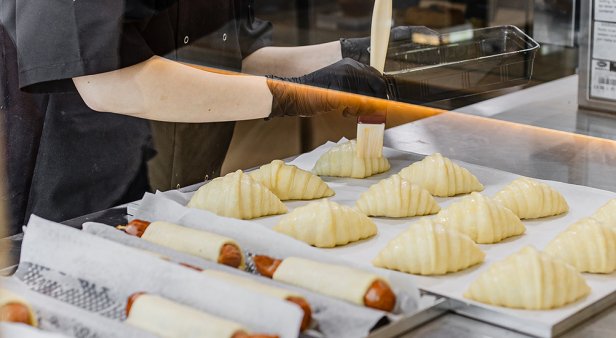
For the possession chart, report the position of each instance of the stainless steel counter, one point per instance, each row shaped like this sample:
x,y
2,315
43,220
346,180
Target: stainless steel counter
x,y
531,149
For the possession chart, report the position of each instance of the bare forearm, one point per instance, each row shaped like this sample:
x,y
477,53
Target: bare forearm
x,y
291,61
164,90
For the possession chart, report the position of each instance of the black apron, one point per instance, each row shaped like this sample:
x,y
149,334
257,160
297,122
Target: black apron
x,y
65,160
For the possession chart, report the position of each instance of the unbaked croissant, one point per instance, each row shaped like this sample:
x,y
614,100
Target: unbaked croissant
x,y
588,245
342,161
529,198
530,280
429,248
237,195
326,224
288,182
441,177
396,197
607,214
483,220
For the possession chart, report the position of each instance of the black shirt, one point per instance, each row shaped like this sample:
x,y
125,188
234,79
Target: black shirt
x,y
65,160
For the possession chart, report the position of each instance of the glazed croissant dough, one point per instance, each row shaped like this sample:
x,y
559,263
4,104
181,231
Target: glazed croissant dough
x,y
396,197
168,319
326,224
237,195
588,245
530,280
482,219
529,198
342,161
607,214
441,177
288,182
429,248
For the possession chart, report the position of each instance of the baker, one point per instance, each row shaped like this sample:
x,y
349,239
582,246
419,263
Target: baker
x,y
80,81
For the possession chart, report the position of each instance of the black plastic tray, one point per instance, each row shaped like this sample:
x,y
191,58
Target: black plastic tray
x,y
483,60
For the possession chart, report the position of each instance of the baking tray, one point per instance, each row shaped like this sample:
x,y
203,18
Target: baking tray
x,y
435,67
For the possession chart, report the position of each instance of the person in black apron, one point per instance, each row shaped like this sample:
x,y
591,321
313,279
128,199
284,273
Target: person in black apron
x,y
64,159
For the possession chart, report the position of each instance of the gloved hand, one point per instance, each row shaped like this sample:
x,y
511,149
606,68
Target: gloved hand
x,y
299,97
357,48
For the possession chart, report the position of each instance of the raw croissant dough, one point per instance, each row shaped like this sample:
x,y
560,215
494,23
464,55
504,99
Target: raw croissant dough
x,y
288,182
483,220
588,245
428,248
326,224
396,197
607,214
530,280
342,161
441,177
237,195
529,198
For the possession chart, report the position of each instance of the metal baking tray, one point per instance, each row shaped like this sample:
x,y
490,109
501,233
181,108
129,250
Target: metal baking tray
x,y
433,67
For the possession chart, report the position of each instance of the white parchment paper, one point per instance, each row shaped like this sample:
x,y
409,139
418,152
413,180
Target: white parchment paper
x,y
583,201
126,270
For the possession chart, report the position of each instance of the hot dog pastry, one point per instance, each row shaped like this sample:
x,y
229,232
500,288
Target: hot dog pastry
x,y
169,319
237,195
352,285
588,245
530,280
529,198
482,219
203,244
429,248
16,309
342,161
326,224
288,182
396,197
441,177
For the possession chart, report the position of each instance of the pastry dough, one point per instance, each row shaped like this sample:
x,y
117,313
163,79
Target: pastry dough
x,y
428,248
530,280
331,280
194,242
396,197
441,177
7,297
326,224
288,182
168,319
251,285
342,161
483,220
237,195
607,214
588,245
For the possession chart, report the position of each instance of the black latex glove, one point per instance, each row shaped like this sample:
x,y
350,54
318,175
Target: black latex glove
x,y
358,48
298,97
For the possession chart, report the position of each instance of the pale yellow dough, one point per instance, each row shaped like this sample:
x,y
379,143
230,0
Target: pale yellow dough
x,y
396,197
588,245
342,161
326,224
237,195
328,279
483,220
429,248
441,177
607,214
194,242
288,182
529,198
530,280
168,319
7,297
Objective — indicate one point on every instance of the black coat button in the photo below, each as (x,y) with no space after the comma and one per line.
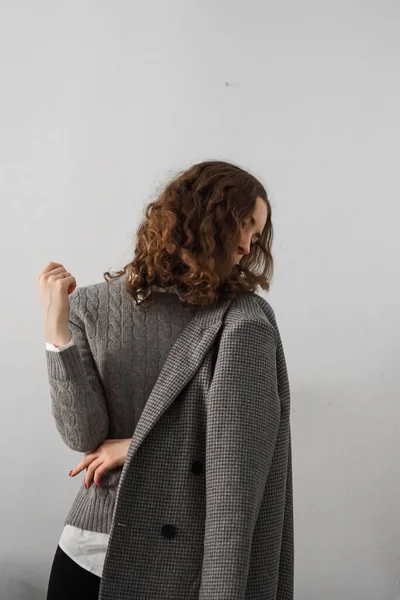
(168,531)
(197,467)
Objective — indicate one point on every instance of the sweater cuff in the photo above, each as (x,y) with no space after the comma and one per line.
(65,365)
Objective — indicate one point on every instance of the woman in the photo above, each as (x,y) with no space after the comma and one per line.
(170,377)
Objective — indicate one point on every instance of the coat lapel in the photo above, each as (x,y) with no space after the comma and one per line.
(182,362)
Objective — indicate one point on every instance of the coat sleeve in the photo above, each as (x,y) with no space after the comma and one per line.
(243,414)
(79,405)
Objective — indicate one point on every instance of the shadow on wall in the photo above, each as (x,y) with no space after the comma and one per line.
(21,586)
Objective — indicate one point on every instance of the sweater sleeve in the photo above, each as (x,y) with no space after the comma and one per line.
(79,405)
(243,415)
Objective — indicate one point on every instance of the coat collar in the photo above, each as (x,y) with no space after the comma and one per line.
(188,352)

========================================

--- EXERCISE GOAL ---
Every line of the listing above is to be retyped exactly, but the pictures are to be dropped.

--- ANSWER TO THIS EXERCISE ---
For the possession chart, report the position of each instance of the stainless steel counter, one point per instance, each row shaped like this sample:
x,y
2,315
43,220
346,180
Target: stainless steel counter
x,y
531,149
For the possession chart, report the position of each instance of the bare forearm, one point per instance, each row shaped like this sample:
x,y
477,53
Target: bare forearm
x,y
291,61
164,90
For the possession chart, report the position of each instance of the black apron, one point per instance, each row shaped like this sample:
x,y
149,334
257,160
297,122
Target: black apron
x,y
65,160
For the possession chart, report the position of each instance of the unbaked croissant, one point per instance, each row shaped like this sample:
x,y
614,100
Target: unbaked croissant
x,y
588,245
342,161
529,198
530,280
429,248
237,195
326,224
288,182
441,177
396,197
607,214
483,220
For the possession chart, report the position of each instance of the black shirt, one point per instance, each row shaped like this sample:
x,y
125,188
234,79
Target: black shirt
x,y
65,160
For the possession chart, report the position of each instance of the glazed croissant dough, one point per instance, each row shaped like this sample:
x,y
559,263
4,104
181,231
Target: glazed croissant dough
x,y
396,197
168,319
326,224
237,195
588,245
530,280
482,219
529,198
342,161
607,214
441,177
288,182
429,248
For the possession chart, report the position of each instance of the baker, one point per instance, each row shaped like this sample:
x,y
349,239
582,246
419,263
Target: baker
x,y
80,81
For the possession chart, report the position of each instance of the black plastic tray, one point per instance, each row shaped like this sample:
x,y
191,58
Target: black plastic tray
x,y
483,60
For the possession chart, report the position of each instance of the baking tray, one point per instance, each row shaped like this sample:
x,y
203,18
Target: baking tray
x,y
435,67
For the possession chart, report the position of each instance of the person in black apron, one point per instance, each row shaped like this sample:
x,y
591,321
313,279
128,199
284,273
Target: person in black apron
x,y
64,159
For the possession chart, report the position of each instance of the gloved hand, one point per instance, each row shaped like this sample:
x,y
511,149
606,68
Target: gloved hand
x,y
299,97
357,48
For the possession chart, report the position of each instance of the raw croissant dough, one point per instance, each row shaped like this sample:
x,y
560,215
494,23
464,55
504,99
Target: raw croissant dough
x,y
288,182
483,220
588,245
428,248
326,224
396,197
607,214
530,280
342,161
441,177
237,195
529,198
For the possession chart, report the position of each instance of the metal baking tray, one point per instance, each row shaped like this sample:
x,y
490,109
501,233
181,108
129,250
Target: metal baking tray
x,y
433,67
For the possession chart, report the position of each instance of the white parchment paper, one point per instance, each row shaped like this sample:
x,y
409,139
418,152
413,180
Target: white parchment paper
x,y
583,201
126,270
For the possession chart, report the position of each instance of the hot dog pastry, one point per instance, each row shaped like this sample:
x,y
229,232
500,288
Target: hot dog pastry
x,y
169,319
237,195
352,285
588,245
530,280
529,198
482,219
203,244
429,248
16,309
342,161
326,224
288,182
396,197
441,177
For the possession chart, report the position of each instance of the pastry dough, one point per instance, each row shaped like this sample:
x,y
117,313
163,79
Target: pastry dough
x,y
428,248
530,280
331,280
194,242
396,197
441,177
7,297
326,224
288,182
168,319
251,285
342,161
483,220
237,195
607,214
588,245
For the possession chart, report the position of each instance of the black latex glove, one point per instance, each row shaped like this sample:
x,y
350,54
318,175
Target: black latex glove
x,y
358,48
298,97
For the possession chart, report the position of each instance of the pale yellow dough, one point per instance, each row shaped like this sample:
x,y
379,143
230,0
Target: pale yellow dough
x,y
396,197
588,245
342,161
326,224
237,195
328,279
483,220
429,248
441,177
607,214
194,242
288,182
529,198
530,280
168,319
7,297
Objective — indicate one point on every instance of the black coat button in the photo below, each as (x,y) with no space after the comma and one per line.
(168,531)
(197,467)
Objective — indicate one point on every instance of the sweater cuff in the photo above, each as (x,y) with no space after the comma and one per line.
(65,365)
Objective — indicate one point on every instance of the woman in the photo above, each as (x,y) with no space after the comma and one per line.
(170,377)
Objective — indicate one point on every instance of the coat lapel in the photo above, each as (x,y) with no space after the comma and one per line.
(182,362)
Objective — indicate one point on every instance of the coat sleeve in the photo above, each as (x,y) with no space after the comma and one per line.
(243,414)
(79,405)
Objective — indicate one point on every instance of the shadow on wall in the photo above, each as (x,y) with no space after the comma and one per line.
(21,586)
Objective — indicate one point on every instance of the sweater sleeve in the photo above, each as (x,y) with no space after the comma and one per line.
(79,405)
(243,415)
Objective — indicate one point on every instance of the coat collar in the photo above, each as (x,y) with no space after the comma and one per line.
(188,352)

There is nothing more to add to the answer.